=== Data excerpts ===

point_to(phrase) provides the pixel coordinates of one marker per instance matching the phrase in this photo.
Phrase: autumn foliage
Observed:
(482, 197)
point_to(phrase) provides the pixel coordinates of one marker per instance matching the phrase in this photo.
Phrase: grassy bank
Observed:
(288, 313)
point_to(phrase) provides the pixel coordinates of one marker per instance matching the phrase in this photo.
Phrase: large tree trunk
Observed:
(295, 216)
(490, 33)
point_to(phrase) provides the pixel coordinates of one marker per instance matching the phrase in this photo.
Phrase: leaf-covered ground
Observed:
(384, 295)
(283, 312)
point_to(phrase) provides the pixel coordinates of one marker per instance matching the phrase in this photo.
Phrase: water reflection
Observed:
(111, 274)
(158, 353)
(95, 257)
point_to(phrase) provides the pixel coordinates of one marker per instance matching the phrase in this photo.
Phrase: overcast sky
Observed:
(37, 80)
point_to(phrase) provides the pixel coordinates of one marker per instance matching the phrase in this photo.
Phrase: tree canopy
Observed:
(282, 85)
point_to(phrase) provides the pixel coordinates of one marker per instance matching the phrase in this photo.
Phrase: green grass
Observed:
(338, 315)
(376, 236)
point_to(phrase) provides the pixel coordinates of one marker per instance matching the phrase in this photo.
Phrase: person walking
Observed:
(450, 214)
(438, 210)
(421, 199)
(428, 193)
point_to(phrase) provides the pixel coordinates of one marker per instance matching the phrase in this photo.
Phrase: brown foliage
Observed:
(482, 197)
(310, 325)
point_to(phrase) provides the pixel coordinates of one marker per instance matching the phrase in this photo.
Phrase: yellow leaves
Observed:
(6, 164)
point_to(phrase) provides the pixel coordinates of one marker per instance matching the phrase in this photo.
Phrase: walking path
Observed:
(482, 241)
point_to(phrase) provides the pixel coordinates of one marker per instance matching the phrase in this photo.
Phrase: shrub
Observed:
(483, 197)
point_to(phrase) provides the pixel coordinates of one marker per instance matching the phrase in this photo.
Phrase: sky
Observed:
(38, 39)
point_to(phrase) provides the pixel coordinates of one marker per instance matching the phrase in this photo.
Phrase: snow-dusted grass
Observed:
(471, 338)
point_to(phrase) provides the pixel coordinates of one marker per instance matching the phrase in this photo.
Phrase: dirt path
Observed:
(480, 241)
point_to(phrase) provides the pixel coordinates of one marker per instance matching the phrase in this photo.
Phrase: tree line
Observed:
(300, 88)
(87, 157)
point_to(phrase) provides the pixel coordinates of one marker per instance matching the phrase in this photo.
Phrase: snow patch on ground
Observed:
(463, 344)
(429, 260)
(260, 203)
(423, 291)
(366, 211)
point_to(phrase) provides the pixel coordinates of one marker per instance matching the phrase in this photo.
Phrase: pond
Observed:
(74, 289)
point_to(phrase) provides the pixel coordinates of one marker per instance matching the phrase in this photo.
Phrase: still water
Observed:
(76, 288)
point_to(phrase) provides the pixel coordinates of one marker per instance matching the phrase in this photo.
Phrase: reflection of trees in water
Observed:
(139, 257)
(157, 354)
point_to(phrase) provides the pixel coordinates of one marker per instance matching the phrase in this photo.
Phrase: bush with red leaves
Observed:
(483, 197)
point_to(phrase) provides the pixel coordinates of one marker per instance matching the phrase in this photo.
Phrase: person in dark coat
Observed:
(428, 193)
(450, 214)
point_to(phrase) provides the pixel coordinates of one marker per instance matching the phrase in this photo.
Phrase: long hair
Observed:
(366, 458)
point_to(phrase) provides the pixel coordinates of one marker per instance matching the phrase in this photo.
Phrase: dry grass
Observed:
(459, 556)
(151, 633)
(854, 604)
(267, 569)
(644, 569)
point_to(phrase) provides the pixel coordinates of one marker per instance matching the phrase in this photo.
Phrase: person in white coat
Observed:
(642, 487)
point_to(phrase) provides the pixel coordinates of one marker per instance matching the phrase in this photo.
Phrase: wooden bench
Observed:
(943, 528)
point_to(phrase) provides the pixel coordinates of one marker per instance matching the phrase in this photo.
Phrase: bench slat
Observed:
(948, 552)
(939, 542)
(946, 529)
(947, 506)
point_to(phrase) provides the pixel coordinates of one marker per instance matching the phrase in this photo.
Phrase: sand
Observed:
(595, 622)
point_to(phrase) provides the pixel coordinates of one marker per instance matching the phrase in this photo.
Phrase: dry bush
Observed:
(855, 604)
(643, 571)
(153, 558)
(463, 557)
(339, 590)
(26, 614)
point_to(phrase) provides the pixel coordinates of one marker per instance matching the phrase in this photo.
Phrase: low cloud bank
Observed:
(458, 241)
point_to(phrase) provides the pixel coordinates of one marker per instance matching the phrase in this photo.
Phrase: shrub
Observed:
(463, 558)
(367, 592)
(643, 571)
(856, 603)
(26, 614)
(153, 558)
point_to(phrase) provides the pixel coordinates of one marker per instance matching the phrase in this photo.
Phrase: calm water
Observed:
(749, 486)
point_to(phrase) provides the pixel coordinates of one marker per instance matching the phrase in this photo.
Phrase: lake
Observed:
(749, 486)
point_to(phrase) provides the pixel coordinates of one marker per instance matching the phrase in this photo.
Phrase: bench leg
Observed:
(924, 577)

=== What to do ===
In the entries above, the lines between the one holding "Phrase: person in white coat" and the one holding "Phrase: bench slat", inclusive, are to be printed exactly as written, and those alone.

=== Task result ===
Phrase: person in white coat
Observed:
(642, 487)
point_to(phrase) provides the pixel coordinates of one marker per instance matching the phrase in this photo.
Phrase: wooden bench
Observed:
(943, 528)
point_to(phrase) provides the pixel coordinates of one marker per instance matching the phrase in this photo.
Phrase: bench slat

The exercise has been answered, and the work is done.